The entries below are to be written out again without alteration.

▽

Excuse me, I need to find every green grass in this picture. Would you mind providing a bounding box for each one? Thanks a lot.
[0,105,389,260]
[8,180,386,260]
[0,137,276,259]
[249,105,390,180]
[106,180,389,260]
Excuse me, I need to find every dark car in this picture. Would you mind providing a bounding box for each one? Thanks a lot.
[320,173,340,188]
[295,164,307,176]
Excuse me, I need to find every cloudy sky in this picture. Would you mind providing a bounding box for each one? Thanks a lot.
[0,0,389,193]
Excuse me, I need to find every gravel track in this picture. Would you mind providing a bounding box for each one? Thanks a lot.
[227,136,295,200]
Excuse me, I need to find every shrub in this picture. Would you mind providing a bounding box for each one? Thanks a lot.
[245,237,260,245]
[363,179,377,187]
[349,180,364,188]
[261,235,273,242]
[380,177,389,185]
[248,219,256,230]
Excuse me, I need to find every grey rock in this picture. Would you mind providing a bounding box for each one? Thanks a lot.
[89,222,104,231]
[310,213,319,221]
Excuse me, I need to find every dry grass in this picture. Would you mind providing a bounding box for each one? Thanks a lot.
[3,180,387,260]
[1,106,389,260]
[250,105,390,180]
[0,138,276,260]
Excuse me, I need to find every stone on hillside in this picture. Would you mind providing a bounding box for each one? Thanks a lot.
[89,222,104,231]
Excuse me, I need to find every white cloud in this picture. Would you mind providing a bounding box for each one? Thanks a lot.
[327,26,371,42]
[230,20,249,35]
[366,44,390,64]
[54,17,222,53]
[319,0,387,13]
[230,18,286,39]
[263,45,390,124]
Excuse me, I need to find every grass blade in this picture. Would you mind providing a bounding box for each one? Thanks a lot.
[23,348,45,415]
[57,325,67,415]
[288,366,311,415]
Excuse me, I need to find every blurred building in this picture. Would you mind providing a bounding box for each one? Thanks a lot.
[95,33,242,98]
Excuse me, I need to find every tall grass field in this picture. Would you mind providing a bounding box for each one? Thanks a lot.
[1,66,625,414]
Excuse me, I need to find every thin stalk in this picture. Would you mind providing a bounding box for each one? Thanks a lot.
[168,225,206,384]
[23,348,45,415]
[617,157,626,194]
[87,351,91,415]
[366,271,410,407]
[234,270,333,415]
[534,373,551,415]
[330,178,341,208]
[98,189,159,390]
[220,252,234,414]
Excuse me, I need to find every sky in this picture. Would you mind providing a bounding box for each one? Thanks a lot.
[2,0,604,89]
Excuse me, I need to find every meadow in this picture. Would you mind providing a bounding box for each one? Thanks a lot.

△

- **Written solution**
Excuse me, I need to find every green grass in this picture. Would you mind providing a bounding box for each one? Thanks a lot.
[0,105,389,260]
[8,180,386,260]
[0,137,276,259]
[249,105,390,180]
[106,180,389,260]
Excuse me, I need to find every dark car in this picture. Would you mind providing a bounding box for each one? Thanks a lot.
[320,173,340,188]
[295,164,307,176]
Excuse me, I need to find every cloudy sky in this picture. Would you mind providing a bounding box for each one? Thanks a lot.
[0,0,389,193]
Excuse me, I need to find every gravel track in this picture. Would you mind providing a bounding box for each one? Thanks a lot.
[227,136,295,200]
Excuse me, I need to find every shrub in this picture. Would you mind providing a bounding box for each one? Thanks a lot.
[245,237,260,245]
[363,179,377,187]
[349,180,364,188]
[261,235,273,242]
[380,177,389,185]
[248,219,256,230]
Excuse me, I need to find every grey rock in this picture. Would you mind providing a bounding box for each one? Thanks a lot.
[89,222,104,231]
[310,213,319,221]
Excuse me, I need to find every dry grass in this picture. Would you mind providing a bounding box for each one? Thanks a lot.
[3,180,387,260]
[1,106,389,260]
[250,105,390,180]
[0,138,276,260]
Excuse me, I need to find every stone on hillside in this picture. Would you mind providing a bounding box for each one? Thanks a lot.
[89,222,104,231]
Excuse me, I need to find every white cloud in this picture. Would you mind providing a bounding box for each one? Thanks a lot.
[327,26,371,42]
[230,20,249,35]
[366,44,390,64]
[54,17,222,53]
[319,0,387,13]
[230,18,286,39]
[263,45,390,124]
Excuse me, I need to find every grass blade in this picture. Would you mind providing a bounding box for each one? Thanks a lot.
[23,348,45,415]
[57,325,67,415]
[288,366,311,415]
Excuse me, I need to find every blurred building in this picture. Would you mind providing a bounding box for each one? Thanks a lot.
[95,33,242,98]
Excuse me, I need to find every tall grass field in this picture. Would you mind providing a bounding box for each one? Thanks a lot.
[1,66,625,414]
Excuse me, I need to find every thin stalk in this picture. Would you mind providing a bounding box for each one? Thanks a lot.
[168,225,206,384]
[23,348,45,415]
[617,157,626,194]
[87,351,91,415]
[366,271,410,407]
[234,270,333,415]
[534,373,551,415]
[330,178,341,208]
[98,189,159,390]
[220,252,234,414]
Excuse me, I need to find every sky in this picture. Would you mind providing a bounding box for each one? Thanks a lot.
[2,0,604,89]
Excuse me, I need to find every meadow in this picture. Would you mind providing a bounding box for each one? Thanks a lot.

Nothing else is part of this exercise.